* _TASK OBJECTIVE_
Return, word for word, only the lines of the data below that lie between the line with "Can you find the handrail?" and the line with "Can you find the man's eye?", those two lines included.

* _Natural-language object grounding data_
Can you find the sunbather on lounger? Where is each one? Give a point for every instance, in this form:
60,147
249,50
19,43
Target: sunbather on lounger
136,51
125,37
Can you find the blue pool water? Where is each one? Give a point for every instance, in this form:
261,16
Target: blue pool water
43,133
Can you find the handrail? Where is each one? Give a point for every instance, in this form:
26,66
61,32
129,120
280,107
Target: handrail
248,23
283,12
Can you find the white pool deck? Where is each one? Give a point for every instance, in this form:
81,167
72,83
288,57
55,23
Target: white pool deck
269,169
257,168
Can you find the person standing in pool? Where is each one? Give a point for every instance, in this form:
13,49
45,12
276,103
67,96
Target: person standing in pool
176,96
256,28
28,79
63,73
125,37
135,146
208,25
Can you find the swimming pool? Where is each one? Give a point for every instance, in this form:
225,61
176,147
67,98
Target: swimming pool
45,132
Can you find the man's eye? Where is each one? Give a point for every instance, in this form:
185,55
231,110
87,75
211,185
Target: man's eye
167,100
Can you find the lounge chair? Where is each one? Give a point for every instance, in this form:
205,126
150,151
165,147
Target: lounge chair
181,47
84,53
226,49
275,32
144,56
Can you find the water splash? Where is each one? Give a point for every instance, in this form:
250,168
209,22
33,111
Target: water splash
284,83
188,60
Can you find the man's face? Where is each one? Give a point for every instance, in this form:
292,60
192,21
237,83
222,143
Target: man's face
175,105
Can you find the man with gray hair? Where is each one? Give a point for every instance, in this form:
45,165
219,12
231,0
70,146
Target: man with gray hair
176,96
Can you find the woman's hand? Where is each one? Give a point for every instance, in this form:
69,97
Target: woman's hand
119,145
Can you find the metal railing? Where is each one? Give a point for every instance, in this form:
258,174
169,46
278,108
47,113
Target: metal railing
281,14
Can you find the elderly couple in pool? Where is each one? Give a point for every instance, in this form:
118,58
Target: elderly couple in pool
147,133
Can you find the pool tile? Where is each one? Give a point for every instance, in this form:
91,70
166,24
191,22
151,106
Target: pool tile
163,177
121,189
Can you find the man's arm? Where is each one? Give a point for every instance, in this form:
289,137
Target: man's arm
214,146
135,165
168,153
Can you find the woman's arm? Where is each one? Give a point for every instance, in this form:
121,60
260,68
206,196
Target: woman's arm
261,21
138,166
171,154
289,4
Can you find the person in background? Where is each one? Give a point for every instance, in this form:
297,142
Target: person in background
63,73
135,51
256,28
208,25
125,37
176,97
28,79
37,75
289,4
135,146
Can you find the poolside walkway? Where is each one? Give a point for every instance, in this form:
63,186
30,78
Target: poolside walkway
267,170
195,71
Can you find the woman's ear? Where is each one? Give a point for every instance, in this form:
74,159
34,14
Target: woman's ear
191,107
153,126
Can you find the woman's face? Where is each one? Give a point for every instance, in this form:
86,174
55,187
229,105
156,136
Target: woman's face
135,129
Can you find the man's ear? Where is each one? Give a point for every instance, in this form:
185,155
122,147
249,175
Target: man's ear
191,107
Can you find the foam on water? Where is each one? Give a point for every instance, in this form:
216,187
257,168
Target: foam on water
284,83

* * *

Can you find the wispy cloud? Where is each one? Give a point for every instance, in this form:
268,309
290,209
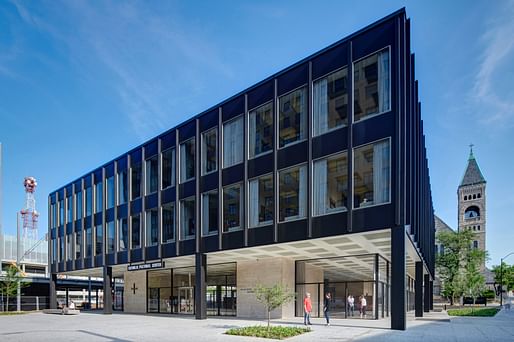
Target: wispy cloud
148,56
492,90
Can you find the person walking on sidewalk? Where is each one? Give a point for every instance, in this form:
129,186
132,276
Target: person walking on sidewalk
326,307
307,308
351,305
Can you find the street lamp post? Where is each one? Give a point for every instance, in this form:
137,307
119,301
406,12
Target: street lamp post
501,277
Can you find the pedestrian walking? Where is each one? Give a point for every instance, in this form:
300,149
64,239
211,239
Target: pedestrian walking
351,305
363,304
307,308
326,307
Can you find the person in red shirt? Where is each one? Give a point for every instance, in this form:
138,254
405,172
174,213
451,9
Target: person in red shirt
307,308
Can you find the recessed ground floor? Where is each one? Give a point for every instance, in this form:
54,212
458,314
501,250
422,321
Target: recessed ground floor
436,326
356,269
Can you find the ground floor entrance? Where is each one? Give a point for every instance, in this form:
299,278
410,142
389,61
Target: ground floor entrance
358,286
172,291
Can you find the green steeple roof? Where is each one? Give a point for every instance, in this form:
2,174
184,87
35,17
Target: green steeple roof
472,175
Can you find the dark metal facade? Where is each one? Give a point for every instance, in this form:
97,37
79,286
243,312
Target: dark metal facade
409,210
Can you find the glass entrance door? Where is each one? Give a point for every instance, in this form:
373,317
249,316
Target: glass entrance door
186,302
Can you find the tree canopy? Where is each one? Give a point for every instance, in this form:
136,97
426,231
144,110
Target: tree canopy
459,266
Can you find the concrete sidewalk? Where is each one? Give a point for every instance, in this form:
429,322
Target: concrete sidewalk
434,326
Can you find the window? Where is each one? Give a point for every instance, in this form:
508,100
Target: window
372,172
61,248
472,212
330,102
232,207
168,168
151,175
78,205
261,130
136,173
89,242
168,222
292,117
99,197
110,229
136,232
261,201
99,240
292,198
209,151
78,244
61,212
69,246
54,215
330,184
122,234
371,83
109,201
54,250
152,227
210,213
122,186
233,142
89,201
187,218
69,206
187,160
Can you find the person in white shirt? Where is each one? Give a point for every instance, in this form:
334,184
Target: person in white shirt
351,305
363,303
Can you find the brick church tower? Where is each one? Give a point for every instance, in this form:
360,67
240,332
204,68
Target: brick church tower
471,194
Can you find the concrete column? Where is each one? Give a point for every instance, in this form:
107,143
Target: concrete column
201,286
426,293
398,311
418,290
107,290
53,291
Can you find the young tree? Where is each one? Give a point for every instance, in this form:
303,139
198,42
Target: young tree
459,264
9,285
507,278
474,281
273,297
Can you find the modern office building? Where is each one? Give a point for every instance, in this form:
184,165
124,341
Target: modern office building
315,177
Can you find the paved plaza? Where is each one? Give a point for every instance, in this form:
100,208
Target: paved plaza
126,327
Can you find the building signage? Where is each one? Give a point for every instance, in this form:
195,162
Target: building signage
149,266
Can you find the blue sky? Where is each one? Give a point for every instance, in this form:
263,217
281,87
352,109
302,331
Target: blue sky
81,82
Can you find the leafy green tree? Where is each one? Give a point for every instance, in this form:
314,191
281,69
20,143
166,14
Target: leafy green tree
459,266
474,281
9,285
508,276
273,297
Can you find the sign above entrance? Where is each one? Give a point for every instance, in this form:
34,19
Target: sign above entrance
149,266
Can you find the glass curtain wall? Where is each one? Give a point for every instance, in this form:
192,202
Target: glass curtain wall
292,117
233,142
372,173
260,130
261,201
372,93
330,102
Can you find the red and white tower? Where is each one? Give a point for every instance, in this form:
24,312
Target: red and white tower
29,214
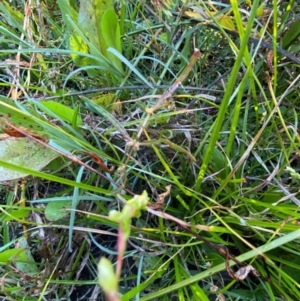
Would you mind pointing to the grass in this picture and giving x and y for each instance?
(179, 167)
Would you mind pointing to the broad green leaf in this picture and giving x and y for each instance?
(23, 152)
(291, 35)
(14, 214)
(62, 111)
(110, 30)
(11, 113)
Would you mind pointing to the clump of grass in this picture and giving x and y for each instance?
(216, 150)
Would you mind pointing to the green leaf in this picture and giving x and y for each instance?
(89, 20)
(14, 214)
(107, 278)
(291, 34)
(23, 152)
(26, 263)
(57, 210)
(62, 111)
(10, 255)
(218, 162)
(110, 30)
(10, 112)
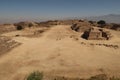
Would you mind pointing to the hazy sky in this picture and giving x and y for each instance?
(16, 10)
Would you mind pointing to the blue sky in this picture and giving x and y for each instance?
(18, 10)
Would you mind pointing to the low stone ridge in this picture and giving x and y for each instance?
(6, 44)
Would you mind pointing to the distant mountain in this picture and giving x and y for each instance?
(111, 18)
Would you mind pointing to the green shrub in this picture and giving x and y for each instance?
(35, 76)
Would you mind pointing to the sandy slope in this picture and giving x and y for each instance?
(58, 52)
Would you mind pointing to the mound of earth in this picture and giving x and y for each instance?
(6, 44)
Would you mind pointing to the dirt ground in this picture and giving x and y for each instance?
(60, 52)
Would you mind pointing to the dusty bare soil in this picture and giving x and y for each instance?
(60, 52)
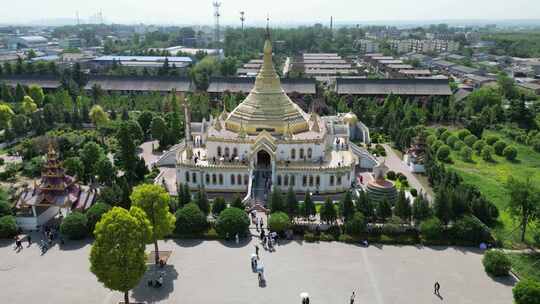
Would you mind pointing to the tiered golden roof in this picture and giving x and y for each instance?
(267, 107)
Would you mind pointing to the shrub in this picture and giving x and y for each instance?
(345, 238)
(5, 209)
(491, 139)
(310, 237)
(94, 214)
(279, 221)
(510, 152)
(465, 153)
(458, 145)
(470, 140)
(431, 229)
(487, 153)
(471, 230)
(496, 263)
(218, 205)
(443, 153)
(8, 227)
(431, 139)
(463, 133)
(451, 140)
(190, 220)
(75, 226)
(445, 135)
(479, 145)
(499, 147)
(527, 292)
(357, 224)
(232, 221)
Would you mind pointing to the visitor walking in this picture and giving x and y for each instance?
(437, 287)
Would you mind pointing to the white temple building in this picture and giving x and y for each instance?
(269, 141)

* * *

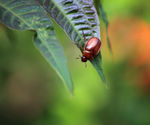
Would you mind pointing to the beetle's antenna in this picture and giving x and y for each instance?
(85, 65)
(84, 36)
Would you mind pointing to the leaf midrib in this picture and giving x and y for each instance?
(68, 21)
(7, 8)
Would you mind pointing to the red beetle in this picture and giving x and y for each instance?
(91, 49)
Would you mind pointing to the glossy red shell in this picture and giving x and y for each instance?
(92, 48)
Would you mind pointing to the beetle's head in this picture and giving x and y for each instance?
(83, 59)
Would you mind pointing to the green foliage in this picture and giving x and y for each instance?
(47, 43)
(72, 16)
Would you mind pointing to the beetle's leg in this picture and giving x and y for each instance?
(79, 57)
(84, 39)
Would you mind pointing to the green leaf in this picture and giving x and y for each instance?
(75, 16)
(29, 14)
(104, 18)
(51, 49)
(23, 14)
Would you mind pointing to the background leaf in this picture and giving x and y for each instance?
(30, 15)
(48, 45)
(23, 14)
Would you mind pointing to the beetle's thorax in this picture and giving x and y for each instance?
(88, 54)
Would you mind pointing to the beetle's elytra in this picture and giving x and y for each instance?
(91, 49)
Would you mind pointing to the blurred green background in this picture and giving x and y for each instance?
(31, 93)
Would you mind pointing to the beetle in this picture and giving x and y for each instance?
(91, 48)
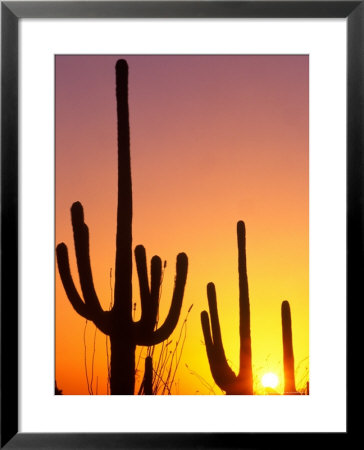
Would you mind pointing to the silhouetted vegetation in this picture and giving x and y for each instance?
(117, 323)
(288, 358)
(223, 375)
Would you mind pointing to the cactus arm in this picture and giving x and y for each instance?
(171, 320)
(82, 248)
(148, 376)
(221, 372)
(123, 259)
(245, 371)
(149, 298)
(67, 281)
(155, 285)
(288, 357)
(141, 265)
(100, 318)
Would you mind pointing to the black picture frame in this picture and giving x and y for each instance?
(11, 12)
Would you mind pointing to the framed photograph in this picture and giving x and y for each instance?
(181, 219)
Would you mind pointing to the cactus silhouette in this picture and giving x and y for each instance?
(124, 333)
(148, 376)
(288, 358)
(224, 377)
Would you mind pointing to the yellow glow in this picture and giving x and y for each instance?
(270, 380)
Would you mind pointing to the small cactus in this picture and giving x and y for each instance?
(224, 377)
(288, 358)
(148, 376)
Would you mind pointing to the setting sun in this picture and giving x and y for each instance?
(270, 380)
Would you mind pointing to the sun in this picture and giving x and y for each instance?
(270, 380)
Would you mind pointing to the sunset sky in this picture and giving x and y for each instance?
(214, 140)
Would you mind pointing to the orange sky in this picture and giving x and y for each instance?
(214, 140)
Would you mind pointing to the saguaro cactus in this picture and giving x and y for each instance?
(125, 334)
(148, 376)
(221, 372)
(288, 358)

* _COMPLETED TASK_
Can you find the handrail? Where is each one? Give a point for every instance, in this form:
26,66
61,32
129,120
280,107
Target: handrail
248,23
283,12
Can you find the white pool deck? Where is each one? Give a point for every instance, in this form:
81,167
72,83
288,57
55,23
Target: white pool deck
269,169
257,168
Can you find the person standing in pool? Where is each one? Give a point for every instance, in this form:
13,49
45,12
276,103
67,96
Target: person standing in pool
176,96
256,28
28,79
63,73
125,37
135,146
208,25
Can you find the swimming pool? Where is each one? Give a point for every instance, in this form:
225,61
176,147
67,98
Target: swimming pool
45,132
Can you find the man's eye? Where is each one? Give a point for every instance, in this form:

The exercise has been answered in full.